Obviously these disadvantages of a rupture disc safety device are not present in a pressure relief valve that opens in response to pressure above a predetermined value and automatically reseats itself when pressure drops below that value. The pressure at which such a device opens can be readily checked and adjusted without destroying or harming it.
Heretofore, however, no satisfactory safety relief valve has been available for beverage dispensing gas systems, even though innumerable relief valves have been devised for other types of systems. One reason for this anomaly is that most prior pressure relief valves were intended to be mounted at a location to be protected, to be subjected to the static pressure of fluid at that location, as in the case of a steam boiler safety valve which is connected into the boiler itself. In a sense, the keg or beverage tank in a beverage dispensing system constitutes a location to be protected, but it is not practical to install a safety valve in the keg itself. Furthermore, there is also a substantial length of ducting which extends to the key from the pressure gas source, and that ducting must also be protected against rupture by an overpressure. In particular, the duct that extends between a primary and a secondary pressure regulator normally includes no plenum at which a conventional safety relief valve could be mounted.
It can be seen that a safety valve for the gas system of beverage dispensing equipment must perform a somewhat different function than a conventional safety valve, in that it must be responsive to conditions at some distance downstream from where it is mounted, and it must be mounted at a location at which there is a flow of gas past it, rather than being subjected substantially only to the pressure of non-flowing fluid. As is well known, a rapidly flowing gas tends to exert a low static pressure on surfaces along which it flows. Because of this, a conventional safety relief valve, connected in the pressure gas system of beverage equipment, would not serve to protect the system because there would be an increasing gas flow rate past it at those times when it should be opening to relieve pressure. Such a safety valve would remain closed until pressure at the downstream end of the gas duct had increased to near-equality with pressure at the source, causing a wave of static pressure to be reflected back along the duct.
A safety device for connection in the gas system of beverage dispensing equipment should desirably meet certain structural limitations, especially if it is to be adapted for retro-fitting into existing equipment as well as for incorporation into new equipment. It must of course be sturdy, inexpensive and compact. In addition, for maximum installation versatility, it should be connectable for effectively in-line gas flow; that is, it should have inlet and outlet nipples that project in opposite directions and are preferabably coaxial with one another. It will be apparent that provision for such in-line connection is not easily reconcilable with the rather unusual functional requirements imposed upon a safety valve for a beverage dispensing pressure gas system. Prior safety devices for such systems were usually arranged to bring system gas flow to a dead-end point, and there tends to be an inherent incompatability between an arrangement that provides for such dead-ended flow and one that provides for effectively straight-through or in-line flow.
The provision of coaxial, oppositely projecting inlet and outlet nipples brings another problem in its wake, particularly with respect to a safety relief valve intended to be retro-fitted into existing systems and which must therefore be connected between other units in such systems. If a particular one of the nipples must always be connected as an inlet and the other as an outlet in order for the device to perform its safety function, then there is always a chance for the device to be incorrectly installed, with possibly disastrous results. The best insurance against such a safety valve being connected backwards is to arrange it so that it is incapable of being installed backwards; that is, it should be satisfactorily connectable with either of its nipples used as its inlet and the other as its outlet.

WORK ORDER A:
Pick out each line in the listing that contains the word "positive".
The text above and the listing after it were taken from unrelated sources.

Saved data entries

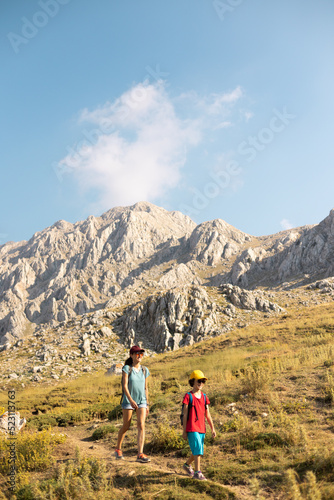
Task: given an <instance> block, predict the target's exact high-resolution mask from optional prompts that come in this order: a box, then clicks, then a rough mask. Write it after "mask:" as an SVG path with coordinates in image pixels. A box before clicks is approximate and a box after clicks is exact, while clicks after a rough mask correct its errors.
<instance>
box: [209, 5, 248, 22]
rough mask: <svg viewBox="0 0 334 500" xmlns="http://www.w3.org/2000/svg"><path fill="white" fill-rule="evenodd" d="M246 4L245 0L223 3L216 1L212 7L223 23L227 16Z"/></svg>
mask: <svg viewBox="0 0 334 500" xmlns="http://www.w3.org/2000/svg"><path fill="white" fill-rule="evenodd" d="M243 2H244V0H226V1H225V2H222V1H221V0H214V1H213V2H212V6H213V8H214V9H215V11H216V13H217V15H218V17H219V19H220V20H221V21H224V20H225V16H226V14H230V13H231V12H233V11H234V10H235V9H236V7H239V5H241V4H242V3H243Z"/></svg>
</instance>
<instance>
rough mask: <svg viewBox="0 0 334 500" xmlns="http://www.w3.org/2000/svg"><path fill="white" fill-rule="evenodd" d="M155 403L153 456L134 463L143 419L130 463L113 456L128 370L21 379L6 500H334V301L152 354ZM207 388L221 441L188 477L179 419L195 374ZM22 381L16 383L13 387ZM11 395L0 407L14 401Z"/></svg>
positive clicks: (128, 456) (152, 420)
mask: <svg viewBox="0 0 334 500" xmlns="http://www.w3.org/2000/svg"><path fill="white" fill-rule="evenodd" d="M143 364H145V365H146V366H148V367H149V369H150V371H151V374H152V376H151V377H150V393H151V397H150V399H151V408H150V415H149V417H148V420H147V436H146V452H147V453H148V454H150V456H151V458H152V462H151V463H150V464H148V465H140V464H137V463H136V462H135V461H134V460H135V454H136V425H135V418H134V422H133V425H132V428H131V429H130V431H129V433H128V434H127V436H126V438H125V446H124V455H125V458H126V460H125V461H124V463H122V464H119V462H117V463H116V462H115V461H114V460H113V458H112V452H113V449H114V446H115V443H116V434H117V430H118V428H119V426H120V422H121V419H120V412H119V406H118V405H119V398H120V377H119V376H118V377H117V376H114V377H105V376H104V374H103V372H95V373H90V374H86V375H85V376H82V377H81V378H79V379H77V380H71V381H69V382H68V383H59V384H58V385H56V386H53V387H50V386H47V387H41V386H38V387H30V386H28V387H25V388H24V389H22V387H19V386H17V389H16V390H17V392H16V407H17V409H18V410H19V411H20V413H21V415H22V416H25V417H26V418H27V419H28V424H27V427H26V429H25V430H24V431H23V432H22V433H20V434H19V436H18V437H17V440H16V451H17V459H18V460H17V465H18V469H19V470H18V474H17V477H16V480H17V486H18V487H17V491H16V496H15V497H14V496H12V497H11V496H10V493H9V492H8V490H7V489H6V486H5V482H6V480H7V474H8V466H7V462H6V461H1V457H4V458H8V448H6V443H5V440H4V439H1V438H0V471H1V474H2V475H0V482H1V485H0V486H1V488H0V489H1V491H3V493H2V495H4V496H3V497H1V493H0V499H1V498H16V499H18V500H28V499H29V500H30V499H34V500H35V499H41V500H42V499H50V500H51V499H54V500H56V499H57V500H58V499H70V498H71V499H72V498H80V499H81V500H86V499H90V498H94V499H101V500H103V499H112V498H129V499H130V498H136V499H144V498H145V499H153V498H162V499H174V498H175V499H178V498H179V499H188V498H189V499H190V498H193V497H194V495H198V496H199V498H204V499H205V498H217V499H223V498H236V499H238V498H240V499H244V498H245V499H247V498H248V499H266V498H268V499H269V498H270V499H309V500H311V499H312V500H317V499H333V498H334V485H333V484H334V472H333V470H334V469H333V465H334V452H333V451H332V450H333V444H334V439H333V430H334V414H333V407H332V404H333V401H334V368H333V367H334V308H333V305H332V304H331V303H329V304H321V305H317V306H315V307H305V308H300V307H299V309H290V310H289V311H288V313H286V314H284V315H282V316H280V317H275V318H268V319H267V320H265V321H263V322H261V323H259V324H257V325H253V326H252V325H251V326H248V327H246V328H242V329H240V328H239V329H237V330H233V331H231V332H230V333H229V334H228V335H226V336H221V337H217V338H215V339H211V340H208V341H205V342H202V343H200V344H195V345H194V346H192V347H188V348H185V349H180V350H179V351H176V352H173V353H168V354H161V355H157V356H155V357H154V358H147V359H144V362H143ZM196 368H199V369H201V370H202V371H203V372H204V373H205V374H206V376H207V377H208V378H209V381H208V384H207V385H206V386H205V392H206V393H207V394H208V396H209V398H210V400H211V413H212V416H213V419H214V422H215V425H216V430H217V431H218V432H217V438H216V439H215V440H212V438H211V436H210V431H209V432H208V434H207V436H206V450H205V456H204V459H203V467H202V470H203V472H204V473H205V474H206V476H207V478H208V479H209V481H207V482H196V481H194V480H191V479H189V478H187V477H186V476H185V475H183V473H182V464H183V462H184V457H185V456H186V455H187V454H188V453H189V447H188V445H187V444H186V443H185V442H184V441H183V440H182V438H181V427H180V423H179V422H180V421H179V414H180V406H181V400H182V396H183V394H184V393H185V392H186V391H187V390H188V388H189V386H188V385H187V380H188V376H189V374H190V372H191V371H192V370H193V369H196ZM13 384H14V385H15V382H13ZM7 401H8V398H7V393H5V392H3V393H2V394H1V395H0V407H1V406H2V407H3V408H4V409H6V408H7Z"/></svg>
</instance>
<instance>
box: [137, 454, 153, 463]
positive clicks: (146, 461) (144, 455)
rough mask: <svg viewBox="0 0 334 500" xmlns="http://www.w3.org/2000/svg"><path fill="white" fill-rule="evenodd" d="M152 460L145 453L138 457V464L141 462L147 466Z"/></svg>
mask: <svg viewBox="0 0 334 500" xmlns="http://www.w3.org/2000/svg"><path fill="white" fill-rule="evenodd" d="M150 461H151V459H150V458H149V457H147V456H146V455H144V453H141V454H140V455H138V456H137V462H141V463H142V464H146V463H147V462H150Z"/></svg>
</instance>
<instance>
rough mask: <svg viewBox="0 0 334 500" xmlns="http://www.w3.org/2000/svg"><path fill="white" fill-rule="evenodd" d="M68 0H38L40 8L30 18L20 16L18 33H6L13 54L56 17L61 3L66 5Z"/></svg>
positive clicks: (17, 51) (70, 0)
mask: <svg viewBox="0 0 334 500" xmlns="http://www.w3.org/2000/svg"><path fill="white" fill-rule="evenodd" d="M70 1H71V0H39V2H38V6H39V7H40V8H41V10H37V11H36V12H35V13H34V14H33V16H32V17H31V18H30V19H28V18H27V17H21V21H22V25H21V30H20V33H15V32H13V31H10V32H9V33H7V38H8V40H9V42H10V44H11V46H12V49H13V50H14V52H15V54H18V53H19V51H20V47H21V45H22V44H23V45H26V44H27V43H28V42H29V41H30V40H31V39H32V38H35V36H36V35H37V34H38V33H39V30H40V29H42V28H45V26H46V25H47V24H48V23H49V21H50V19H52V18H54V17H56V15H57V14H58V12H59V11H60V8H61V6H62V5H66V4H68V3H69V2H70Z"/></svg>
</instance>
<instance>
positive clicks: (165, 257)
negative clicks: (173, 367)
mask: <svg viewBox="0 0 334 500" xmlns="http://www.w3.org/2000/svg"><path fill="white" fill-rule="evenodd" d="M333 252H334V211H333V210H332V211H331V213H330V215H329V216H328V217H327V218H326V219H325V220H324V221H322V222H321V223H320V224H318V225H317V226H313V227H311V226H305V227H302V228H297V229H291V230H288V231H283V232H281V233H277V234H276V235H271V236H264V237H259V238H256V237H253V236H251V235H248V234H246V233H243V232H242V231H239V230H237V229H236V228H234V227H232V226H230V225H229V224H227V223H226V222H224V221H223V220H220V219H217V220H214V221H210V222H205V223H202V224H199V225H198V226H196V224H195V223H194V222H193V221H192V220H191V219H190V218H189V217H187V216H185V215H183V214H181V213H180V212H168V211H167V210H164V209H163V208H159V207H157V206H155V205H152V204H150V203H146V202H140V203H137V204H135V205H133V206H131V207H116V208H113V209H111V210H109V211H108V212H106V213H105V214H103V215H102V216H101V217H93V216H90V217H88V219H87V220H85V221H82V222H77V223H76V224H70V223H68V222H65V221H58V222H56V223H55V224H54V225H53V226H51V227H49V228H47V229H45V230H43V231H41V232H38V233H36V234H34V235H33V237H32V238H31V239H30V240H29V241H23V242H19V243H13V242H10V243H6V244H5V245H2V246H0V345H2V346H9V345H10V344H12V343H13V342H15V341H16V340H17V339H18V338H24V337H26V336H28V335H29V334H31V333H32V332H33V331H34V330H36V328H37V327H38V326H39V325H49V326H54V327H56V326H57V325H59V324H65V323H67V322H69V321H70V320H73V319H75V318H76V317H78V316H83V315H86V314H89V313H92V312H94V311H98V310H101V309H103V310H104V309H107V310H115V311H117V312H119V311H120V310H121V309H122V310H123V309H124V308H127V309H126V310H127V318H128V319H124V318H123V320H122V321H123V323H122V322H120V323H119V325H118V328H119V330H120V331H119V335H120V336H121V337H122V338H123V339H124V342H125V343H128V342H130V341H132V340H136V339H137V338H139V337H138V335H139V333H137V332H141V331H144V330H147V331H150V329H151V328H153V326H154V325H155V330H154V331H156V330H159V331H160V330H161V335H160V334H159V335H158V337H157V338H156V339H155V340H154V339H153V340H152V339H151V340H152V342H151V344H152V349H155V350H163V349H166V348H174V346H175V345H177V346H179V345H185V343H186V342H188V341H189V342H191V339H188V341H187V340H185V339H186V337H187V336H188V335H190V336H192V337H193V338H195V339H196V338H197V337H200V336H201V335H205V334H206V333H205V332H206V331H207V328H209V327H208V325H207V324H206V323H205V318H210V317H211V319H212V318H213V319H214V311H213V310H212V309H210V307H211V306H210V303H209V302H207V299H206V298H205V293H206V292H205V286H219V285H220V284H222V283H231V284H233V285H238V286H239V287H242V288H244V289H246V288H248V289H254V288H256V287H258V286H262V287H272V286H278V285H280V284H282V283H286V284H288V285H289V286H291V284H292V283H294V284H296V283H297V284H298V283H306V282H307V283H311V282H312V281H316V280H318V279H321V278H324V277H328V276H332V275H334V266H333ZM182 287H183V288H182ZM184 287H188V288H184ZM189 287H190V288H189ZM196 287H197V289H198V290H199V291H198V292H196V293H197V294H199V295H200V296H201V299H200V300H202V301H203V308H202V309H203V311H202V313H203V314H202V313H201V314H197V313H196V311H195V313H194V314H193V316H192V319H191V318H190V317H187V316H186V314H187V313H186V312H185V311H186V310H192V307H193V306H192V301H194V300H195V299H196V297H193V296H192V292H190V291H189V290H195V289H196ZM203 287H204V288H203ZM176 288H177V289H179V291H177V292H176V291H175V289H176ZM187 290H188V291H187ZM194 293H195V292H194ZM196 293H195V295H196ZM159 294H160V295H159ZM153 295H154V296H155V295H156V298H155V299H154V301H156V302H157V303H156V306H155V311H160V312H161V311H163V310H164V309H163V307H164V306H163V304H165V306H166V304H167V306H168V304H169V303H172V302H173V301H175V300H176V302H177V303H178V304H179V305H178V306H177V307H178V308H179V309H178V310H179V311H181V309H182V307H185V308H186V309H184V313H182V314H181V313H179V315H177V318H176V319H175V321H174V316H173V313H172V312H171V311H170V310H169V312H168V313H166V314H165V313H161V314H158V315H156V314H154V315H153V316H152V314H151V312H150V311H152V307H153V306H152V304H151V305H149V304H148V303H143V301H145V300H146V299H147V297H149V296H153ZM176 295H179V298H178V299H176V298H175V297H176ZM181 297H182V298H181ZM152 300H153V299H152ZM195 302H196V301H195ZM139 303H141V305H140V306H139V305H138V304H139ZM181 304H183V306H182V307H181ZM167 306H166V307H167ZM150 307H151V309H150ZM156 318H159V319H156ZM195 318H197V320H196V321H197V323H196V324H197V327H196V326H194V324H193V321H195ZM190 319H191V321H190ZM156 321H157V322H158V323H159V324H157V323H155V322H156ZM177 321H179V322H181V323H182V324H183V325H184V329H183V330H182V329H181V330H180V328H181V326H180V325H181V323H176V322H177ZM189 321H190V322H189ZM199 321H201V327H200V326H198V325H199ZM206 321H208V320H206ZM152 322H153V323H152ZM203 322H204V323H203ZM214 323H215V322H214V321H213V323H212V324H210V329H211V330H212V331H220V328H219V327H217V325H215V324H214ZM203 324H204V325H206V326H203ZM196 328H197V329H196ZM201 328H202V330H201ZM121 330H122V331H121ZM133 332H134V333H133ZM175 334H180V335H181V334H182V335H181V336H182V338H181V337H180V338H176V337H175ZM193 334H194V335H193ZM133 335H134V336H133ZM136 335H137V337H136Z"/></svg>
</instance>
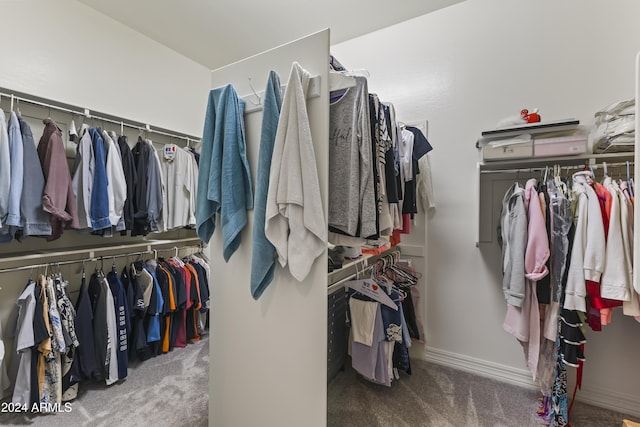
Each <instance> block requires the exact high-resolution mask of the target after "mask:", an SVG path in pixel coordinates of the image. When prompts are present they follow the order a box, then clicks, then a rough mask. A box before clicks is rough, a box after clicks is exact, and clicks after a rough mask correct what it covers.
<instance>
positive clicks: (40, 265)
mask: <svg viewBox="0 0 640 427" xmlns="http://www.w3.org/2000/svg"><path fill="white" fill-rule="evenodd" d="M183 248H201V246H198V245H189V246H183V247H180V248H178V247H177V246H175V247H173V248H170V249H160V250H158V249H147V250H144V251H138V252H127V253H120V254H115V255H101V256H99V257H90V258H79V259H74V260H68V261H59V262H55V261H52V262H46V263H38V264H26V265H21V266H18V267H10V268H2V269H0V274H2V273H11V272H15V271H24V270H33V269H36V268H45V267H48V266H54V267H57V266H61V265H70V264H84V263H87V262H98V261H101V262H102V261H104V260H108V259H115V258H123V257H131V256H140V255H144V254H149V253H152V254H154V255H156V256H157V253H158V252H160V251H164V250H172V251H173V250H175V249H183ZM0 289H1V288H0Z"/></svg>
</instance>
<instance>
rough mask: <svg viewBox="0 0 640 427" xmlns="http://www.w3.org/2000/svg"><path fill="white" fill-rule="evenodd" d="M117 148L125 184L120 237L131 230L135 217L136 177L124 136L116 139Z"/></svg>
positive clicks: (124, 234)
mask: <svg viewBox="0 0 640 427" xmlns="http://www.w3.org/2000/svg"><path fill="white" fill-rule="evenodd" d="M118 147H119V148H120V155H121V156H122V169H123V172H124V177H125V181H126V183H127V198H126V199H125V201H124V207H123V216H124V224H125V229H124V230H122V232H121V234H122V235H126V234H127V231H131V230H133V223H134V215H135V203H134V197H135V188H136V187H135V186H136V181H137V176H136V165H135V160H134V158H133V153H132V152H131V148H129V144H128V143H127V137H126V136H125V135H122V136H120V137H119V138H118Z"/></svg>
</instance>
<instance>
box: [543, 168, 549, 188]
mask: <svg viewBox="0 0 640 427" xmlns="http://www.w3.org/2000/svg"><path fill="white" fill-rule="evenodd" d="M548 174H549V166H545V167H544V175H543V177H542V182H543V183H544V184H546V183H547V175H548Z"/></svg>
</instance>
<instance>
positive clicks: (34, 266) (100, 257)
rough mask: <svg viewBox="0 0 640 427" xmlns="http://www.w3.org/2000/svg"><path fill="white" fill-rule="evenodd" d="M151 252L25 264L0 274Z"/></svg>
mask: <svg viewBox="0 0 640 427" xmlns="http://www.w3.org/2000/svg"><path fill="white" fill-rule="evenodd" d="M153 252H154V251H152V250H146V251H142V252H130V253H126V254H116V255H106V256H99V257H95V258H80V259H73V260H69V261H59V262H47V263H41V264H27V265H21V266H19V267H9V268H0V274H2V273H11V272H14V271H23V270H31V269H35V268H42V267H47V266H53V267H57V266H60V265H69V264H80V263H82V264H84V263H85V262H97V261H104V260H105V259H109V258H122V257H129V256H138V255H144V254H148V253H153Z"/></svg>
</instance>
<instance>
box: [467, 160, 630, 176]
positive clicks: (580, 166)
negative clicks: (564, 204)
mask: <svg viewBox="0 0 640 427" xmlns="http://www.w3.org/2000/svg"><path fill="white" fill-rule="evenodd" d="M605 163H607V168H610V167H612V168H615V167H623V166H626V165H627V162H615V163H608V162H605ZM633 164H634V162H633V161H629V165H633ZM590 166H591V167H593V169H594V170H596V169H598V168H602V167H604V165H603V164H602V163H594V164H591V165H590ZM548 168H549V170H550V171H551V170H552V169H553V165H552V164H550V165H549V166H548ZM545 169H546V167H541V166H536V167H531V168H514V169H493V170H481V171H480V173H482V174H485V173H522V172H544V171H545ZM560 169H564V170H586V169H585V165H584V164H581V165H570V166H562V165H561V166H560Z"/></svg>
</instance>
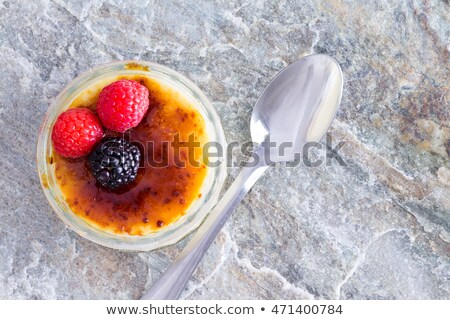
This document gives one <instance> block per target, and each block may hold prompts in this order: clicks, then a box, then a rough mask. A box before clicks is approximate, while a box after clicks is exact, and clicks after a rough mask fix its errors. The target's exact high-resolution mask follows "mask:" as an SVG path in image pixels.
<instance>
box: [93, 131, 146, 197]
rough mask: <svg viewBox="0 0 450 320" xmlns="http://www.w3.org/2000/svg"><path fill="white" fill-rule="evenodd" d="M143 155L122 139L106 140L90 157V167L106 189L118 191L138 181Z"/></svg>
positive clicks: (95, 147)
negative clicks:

WORK ORDER B:
Output everything in the safety valve text from "The provision of" down to "as its outlet.".

RESPONSE BOX A:
positive clicks: (128, 456) (152, 420)
positive clicks: (146, 461) (144, 455)
positive clicks: (17, 51) (70, 0)
positive clicks: (165, 257)
positive clicks: (40, 265)
positive clicks: (124, 234)
positive clicks: (34, 266) (100, 257)
positive clicks: (580, 166)
positive clicks: (95, 147)

RESPONSE BOX B:
The provision of coaxial, oppositely projecting inlet and outlet nipples brings another problem in its wake, particularly with respect to a safety relief valve intended to be retro-fitted into existing systems and which must therefore be connected between other units in such systems. If a particular one of the nipples must always be connected as an inlet and the other as an outlet in order for the device to perform its safety function, then there is always a chance for the device to be incorrectly installed, with possibly disastrous results. The best insurance against such a safety valve being connected backwards is to arrange it so that it is incapable of being installed backwards; that is, it should be satisfactorily connectable with either of its nipples used as its inlet and the other as its outlet.